## Brano del documento
▼
Come scrivono Mounia El Kotni e Maëlle Sigonneau nel libro Im/paziente. Un’esplorazione femminista del cancro al seno, mentre la medicina "ordinaria" si concentra su parole come "curare, guarire, seguire", in ambito oncologico il vocabolario diventa "lottare, vincere, insieme", come se si trattasse di una partita di calcio in cui le pazienti devono affrontare un calvario contro un avversario che sembra invincibile. Ma allo stesso tempo, si richiede a queste "guerriere" di apparire innocue e inoffensive, anche nell’aspetto, cioè di ripetere anche nella malattia il ruolo sociale che ci si aspetta dalle donne. E non è un caso se l’altro appellativo dato a Bianca Balti, dopo “guerriera” è stato “madre”.
▲
## Sezione dati
▼
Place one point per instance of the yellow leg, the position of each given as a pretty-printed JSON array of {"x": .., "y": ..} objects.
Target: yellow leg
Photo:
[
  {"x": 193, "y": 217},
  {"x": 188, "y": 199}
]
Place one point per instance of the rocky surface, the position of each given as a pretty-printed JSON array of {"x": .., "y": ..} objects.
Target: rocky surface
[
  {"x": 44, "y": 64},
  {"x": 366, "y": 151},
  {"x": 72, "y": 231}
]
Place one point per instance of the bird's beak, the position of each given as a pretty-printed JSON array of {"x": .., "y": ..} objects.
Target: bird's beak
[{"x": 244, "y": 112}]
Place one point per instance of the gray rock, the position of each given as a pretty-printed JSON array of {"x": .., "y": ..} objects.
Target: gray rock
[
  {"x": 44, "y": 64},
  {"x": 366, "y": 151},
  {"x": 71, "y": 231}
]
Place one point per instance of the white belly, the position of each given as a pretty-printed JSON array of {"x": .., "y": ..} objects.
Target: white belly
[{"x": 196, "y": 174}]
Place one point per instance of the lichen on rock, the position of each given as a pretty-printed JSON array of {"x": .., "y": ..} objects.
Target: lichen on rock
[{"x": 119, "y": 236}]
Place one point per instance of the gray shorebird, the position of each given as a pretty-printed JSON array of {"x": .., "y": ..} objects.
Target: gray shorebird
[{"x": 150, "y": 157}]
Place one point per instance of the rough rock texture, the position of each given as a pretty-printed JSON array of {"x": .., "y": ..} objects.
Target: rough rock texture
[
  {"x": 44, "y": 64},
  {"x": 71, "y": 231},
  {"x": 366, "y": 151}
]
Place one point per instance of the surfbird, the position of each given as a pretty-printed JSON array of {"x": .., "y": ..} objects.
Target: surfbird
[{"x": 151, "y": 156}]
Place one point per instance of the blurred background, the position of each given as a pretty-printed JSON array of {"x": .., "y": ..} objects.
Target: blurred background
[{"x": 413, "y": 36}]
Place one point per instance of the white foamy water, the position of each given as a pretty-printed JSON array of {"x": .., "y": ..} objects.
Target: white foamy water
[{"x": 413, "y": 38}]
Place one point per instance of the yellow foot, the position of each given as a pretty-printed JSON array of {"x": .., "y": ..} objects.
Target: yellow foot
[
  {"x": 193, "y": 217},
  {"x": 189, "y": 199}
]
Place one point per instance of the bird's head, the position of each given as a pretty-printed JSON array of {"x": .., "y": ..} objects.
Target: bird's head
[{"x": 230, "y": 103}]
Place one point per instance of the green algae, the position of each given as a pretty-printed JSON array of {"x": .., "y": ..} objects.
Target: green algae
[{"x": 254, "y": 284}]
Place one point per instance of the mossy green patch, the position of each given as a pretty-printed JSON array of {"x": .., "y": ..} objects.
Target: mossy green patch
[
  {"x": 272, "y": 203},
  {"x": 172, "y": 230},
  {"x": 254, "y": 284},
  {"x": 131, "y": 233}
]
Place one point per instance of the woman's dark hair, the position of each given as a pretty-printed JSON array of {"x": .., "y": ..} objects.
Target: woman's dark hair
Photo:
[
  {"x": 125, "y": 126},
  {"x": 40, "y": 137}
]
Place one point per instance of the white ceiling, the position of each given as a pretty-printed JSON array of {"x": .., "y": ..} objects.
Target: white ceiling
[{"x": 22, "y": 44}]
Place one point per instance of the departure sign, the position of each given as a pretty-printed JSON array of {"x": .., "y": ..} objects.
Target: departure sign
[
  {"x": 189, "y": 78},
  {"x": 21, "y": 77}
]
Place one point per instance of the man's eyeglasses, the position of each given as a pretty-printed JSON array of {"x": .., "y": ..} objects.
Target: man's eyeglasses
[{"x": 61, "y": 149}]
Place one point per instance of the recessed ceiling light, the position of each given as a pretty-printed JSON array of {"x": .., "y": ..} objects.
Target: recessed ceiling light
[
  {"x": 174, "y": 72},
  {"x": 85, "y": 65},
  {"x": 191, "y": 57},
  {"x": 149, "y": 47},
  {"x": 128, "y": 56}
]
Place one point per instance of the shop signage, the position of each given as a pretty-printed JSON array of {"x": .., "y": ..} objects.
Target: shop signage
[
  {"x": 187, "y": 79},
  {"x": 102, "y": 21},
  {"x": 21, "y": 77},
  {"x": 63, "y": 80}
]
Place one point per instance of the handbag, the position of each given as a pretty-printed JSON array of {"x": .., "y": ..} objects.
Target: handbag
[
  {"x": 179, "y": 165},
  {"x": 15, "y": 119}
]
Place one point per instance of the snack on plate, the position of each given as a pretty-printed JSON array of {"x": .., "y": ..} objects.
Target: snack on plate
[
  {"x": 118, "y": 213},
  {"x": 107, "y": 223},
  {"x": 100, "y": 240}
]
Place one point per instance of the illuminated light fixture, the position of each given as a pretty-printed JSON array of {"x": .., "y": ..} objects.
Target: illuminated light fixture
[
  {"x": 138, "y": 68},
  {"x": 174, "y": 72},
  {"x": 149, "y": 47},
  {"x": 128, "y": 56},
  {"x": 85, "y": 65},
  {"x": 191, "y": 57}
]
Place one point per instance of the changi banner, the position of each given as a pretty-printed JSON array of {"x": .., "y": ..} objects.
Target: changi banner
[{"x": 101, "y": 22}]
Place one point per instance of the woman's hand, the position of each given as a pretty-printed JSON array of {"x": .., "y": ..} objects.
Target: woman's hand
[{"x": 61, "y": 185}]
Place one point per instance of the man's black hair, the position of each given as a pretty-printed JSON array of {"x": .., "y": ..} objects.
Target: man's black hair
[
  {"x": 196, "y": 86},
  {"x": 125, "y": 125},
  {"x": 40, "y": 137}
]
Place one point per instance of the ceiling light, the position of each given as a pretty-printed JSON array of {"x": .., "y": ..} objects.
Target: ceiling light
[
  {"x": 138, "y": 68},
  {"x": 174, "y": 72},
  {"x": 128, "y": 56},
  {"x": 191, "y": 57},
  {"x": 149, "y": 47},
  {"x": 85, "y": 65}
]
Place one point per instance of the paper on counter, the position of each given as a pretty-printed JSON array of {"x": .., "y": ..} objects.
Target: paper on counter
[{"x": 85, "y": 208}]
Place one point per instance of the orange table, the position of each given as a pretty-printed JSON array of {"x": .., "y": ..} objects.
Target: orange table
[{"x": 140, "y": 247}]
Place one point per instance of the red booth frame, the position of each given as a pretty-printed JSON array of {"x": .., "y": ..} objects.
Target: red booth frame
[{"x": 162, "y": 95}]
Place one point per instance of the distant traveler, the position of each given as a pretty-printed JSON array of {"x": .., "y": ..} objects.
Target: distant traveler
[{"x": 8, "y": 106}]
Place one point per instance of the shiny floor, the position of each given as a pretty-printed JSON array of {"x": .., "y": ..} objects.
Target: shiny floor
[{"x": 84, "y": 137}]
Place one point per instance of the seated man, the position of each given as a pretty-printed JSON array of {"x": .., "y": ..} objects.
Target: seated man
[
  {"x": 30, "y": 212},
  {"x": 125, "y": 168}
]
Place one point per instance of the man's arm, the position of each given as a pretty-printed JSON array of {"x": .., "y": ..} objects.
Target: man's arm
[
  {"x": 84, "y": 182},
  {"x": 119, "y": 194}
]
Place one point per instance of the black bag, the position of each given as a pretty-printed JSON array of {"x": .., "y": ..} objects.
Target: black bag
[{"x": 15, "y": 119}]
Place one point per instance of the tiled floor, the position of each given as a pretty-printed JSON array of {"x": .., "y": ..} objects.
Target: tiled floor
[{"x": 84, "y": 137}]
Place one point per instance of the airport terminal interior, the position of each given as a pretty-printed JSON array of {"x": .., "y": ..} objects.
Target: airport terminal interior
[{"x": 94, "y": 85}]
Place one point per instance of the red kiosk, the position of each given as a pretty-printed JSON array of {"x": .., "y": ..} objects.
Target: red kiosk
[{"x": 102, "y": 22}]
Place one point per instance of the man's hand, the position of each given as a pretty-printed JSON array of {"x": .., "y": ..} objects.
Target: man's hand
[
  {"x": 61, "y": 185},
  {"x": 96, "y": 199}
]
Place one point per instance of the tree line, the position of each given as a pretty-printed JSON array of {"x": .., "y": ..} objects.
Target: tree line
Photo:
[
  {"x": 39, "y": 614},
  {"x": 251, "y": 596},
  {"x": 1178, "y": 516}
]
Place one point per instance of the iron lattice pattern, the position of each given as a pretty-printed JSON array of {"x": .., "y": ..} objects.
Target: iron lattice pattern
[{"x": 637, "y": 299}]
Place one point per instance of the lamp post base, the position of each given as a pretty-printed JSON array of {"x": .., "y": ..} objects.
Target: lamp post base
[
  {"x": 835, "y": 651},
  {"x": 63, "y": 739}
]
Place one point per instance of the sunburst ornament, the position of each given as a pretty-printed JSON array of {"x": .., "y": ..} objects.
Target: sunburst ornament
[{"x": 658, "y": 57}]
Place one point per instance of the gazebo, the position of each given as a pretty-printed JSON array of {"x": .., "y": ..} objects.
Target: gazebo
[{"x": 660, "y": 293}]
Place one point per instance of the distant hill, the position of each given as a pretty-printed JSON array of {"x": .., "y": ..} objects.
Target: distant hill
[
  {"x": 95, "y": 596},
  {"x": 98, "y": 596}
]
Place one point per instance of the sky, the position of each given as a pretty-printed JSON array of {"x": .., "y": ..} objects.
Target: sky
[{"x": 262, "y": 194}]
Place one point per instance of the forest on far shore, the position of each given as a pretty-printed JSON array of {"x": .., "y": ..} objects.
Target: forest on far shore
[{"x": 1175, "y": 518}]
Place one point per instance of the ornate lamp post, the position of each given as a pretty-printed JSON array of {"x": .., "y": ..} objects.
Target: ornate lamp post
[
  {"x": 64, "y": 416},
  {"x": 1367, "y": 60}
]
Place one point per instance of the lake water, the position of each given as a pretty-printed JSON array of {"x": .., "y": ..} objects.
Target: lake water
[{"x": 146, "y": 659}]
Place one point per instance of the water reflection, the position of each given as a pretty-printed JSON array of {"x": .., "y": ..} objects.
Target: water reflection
▲
## Obiettivo dell'esercizio
Nel brano sul linguaggio del cancro al seno, quale appellativo è stato dato a Bianca Balti dopo «guerriera»? Le voci sono materiale a sé, separato dal brano.

## Risposta richiesta
«Madre».